Exercise objective - Which lines in the records below contain the word "outcrop"? Return each of those lines in full.

┌─ Provided records

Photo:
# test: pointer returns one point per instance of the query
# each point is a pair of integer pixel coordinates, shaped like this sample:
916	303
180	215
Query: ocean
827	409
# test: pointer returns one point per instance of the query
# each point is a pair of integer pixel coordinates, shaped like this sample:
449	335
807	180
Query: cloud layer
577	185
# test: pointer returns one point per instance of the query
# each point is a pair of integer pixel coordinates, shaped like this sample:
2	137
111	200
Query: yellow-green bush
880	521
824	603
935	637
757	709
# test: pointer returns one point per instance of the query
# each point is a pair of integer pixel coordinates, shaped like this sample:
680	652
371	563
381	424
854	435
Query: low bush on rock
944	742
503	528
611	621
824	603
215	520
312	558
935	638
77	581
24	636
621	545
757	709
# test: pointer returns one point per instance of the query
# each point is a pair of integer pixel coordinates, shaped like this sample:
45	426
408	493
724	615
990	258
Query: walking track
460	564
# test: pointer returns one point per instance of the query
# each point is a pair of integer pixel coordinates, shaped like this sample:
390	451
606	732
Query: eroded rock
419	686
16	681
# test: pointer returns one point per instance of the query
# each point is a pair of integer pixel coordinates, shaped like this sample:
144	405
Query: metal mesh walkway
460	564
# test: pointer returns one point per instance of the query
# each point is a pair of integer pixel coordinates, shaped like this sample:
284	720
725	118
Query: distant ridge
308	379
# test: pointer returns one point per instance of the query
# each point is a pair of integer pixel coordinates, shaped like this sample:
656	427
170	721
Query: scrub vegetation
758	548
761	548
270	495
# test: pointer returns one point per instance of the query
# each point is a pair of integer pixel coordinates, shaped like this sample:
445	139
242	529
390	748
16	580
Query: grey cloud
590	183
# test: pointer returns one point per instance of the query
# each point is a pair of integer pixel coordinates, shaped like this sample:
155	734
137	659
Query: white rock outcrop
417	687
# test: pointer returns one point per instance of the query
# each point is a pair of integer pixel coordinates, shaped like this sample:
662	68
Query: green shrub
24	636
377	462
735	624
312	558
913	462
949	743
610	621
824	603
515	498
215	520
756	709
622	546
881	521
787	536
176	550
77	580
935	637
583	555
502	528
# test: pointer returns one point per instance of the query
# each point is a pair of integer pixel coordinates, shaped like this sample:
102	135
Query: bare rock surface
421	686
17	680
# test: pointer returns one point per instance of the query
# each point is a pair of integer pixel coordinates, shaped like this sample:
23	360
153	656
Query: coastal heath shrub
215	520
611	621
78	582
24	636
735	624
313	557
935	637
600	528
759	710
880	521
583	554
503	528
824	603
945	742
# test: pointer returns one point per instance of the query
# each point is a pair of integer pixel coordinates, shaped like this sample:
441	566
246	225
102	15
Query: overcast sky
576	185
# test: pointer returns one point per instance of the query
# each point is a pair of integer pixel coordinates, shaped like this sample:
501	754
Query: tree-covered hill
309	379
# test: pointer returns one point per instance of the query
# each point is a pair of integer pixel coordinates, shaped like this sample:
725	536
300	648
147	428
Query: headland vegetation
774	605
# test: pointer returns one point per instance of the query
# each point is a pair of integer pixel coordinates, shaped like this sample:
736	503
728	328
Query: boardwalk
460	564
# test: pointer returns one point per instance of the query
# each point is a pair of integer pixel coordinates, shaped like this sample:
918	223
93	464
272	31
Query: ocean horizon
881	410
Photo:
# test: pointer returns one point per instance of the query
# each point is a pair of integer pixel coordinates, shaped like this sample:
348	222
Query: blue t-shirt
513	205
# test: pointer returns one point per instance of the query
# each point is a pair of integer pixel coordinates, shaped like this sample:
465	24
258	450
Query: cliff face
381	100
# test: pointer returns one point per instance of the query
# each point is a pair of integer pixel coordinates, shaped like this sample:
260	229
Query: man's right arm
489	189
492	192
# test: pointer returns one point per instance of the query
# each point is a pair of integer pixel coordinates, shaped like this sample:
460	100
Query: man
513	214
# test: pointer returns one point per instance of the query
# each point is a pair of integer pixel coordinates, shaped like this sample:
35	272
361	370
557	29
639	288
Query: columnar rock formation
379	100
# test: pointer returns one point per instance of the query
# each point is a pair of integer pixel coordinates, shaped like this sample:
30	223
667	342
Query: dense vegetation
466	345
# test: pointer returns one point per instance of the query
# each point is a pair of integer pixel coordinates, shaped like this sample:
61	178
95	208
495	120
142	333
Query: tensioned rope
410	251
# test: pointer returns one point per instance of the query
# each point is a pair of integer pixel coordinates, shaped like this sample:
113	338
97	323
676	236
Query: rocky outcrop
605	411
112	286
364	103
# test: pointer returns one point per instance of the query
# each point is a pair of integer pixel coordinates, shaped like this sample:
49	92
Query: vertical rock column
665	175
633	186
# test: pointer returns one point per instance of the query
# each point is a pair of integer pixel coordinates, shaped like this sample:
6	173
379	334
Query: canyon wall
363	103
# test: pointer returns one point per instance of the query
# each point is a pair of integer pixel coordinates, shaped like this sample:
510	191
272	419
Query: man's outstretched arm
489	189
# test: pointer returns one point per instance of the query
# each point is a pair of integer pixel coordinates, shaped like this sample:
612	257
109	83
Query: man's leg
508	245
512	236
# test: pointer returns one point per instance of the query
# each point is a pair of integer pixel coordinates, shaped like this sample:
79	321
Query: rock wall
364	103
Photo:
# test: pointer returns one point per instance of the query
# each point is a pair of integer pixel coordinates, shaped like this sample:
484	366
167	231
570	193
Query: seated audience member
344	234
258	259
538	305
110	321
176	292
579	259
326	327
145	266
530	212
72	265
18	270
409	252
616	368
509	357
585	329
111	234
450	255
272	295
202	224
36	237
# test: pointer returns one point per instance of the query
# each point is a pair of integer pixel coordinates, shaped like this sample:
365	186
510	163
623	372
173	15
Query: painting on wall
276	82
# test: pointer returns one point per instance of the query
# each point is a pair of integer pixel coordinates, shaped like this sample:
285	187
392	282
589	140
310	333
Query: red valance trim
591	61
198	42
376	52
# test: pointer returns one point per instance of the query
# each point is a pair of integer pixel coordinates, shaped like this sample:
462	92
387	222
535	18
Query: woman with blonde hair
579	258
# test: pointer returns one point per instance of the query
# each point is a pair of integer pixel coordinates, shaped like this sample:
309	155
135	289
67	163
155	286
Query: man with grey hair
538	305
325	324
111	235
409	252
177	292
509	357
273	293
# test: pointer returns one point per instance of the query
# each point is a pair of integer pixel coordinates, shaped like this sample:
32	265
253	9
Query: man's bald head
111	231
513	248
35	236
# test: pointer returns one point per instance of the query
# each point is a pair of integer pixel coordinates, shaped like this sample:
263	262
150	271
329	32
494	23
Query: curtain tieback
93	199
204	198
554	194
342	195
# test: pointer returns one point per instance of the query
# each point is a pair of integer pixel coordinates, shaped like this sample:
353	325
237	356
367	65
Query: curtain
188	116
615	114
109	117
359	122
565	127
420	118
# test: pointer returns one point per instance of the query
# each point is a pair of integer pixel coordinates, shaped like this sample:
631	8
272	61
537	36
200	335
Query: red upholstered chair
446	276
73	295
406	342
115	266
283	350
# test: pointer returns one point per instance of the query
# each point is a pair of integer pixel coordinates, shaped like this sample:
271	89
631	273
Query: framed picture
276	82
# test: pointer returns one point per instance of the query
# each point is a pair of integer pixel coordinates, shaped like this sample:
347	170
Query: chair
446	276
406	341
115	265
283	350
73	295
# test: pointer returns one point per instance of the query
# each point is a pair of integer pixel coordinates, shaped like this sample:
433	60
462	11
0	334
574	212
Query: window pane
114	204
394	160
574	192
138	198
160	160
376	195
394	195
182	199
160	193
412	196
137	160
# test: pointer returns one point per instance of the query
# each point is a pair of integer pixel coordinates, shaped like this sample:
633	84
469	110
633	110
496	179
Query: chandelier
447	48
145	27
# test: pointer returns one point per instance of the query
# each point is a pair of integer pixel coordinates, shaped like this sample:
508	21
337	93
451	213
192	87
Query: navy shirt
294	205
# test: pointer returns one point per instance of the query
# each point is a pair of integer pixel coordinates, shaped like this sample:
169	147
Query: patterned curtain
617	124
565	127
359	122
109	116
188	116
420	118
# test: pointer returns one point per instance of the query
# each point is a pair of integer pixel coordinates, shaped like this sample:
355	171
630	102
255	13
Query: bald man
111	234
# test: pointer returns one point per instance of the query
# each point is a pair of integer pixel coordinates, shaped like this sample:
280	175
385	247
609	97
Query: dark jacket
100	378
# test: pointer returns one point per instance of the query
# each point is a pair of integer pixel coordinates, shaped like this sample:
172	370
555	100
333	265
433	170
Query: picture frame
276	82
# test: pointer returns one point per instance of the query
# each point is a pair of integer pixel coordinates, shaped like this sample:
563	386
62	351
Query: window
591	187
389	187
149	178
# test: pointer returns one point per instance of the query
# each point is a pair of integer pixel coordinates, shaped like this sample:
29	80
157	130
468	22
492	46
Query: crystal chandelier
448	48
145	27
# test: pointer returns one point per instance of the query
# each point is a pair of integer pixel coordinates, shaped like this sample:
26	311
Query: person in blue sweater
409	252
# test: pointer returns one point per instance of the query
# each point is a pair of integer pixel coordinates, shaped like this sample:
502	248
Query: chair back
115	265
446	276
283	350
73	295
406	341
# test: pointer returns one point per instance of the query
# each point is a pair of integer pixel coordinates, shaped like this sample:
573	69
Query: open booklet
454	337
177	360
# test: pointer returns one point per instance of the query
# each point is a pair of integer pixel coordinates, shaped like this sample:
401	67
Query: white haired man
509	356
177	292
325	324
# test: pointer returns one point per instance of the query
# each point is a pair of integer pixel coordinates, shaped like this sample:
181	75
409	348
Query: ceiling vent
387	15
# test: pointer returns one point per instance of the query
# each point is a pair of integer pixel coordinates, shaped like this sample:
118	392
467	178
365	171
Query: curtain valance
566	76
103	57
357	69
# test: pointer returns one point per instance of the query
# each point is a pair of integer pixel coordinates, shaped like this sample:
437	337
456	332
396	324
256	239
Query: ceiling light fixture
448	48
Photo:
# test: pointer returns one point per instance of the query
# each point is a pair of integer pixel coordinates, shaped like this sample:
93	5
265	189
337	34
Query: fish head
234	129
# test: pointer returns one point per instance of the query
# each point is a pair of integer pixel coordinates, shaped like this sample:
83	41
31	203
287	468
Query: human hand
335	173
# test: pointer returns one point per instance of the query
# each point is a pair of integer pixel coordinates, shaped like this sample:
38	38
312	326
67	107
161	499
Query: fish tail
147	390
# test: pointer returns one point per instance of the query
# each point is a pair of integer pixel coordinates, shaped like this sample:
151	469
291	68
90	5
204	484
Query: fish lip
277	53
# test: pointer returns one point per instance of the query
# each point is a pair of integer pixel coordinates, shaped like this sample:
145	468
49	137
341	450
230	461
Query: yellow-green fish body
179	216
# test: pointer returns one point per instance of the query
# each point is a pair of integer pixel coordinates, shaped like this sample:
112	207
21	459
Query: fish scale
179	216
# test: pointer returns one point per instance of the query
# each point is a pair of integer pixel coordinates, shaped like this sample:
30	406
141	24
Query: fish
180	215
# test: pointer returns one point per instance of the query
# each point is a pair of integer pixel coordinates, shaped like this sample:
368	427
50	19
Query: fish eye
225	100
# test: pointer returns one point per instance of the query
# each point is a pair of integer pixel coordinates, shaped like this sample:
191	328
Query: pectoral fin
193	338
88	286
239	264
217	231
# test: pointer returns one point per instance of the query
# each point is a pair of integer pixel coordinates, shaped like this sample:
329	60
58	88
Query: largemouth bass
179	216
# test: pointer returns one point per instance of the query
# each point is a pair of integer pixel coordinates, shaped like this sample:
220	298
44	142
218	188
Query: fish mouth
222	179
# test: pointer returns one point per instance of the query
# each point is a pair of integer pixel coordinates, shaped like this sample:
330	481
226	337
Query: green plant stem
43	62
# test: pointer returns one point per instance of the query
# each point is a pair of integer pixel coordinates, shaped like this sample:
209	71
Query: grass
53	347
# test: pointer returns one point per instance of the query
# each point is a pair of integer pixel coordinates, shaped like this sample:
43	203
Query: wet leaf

└─

Solution for this exercise -
Query: white rock outcrop
Query: rocky outcrop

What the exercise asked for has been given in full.